(WRITTEN REQUEST): Copy out every line in the data below that contains the word "water". Match upper and lower case exactly.

(PROVIDED DATA):
'''
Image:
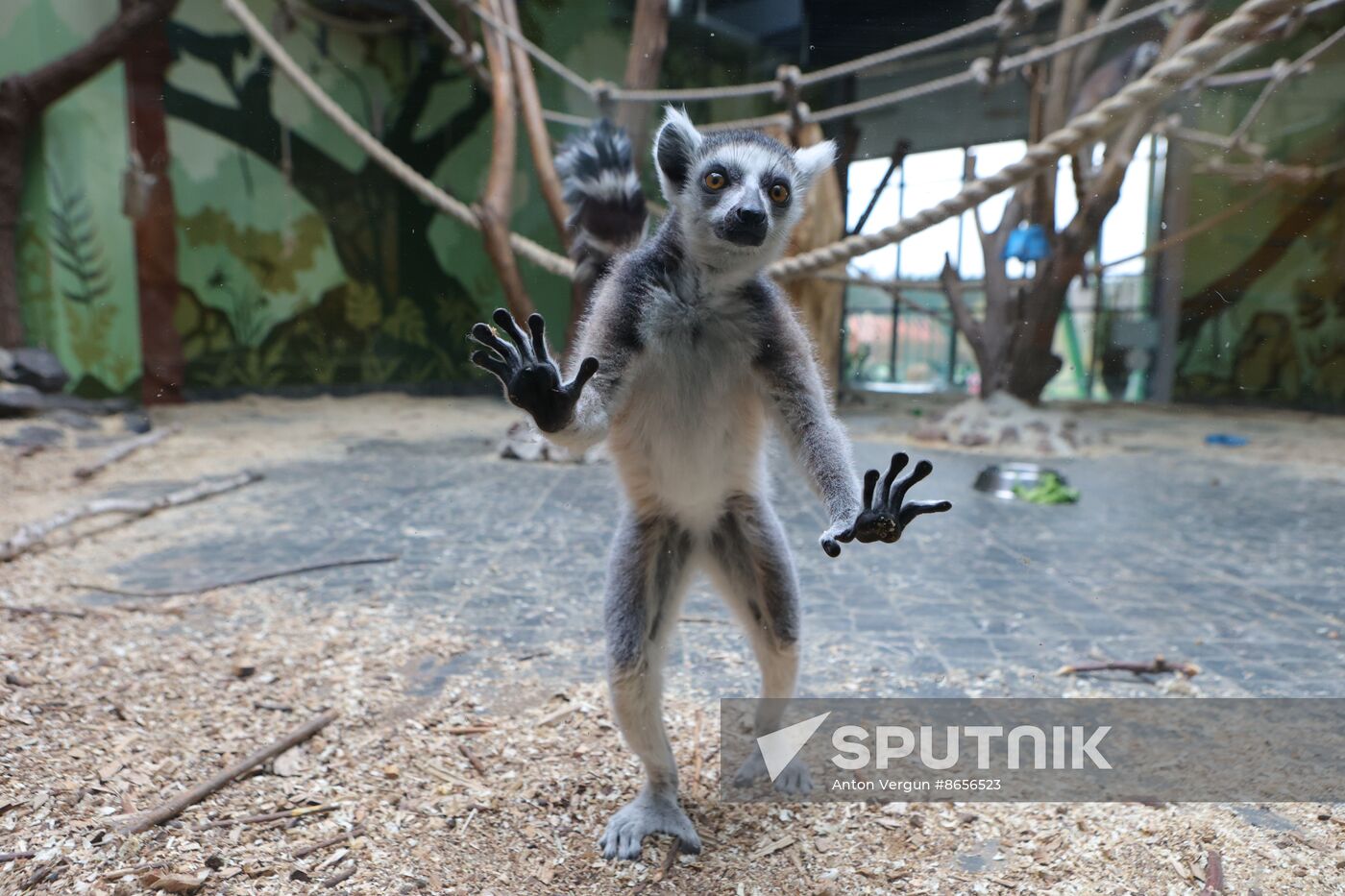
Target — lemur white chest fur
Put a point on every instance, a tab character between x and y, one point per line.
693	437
'''
'''
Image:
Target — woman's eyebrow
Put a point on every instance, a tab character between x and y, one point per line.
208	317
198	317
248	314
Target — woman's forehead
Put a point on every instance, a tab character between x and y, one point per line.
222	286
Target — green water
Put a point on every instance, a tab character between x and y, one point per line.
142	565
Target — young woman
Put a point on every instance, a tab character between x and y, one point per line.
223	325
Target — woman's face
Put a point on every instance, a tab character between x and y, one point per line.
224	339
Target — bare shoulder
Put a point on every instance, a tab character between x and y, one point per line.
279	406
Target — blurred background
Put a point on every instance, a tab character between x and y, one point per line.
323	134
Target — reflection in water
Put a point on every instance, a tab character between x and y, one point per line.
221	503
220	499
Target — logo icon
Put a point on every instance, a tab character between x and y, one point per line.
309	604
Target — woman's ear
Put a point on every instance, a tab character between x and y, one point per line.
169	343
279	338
'''
'''
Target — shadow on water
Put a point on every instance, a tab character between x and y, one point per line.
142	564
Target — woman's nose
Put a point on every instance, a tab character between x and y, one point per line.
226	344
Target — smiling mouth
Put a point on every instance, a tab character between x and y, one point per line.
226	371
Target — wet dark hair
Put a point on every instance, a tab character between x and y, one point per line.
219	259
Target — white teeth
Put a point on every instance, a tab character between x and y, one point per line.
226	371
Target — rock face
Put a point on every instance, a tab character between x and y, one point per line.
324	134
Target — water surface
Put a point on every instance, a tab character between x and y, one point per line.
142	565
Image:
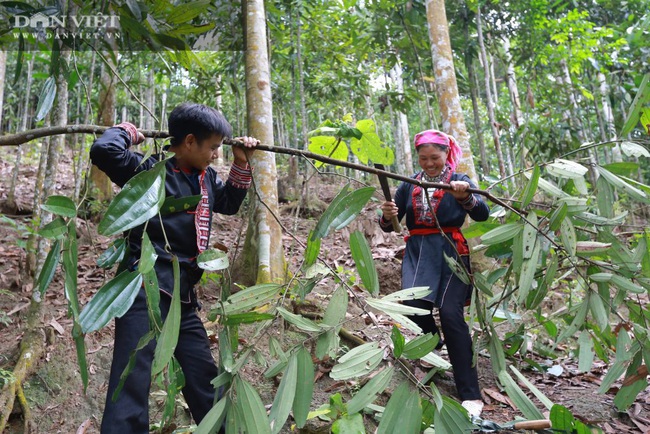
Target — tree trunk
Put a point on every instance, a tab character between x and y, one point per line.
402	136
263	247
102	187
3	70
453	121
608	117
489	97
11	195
'''
(EXERCISE SOLUTION):
Target — green water
Target — reflection in water
Target — shadow on water
Target — water surface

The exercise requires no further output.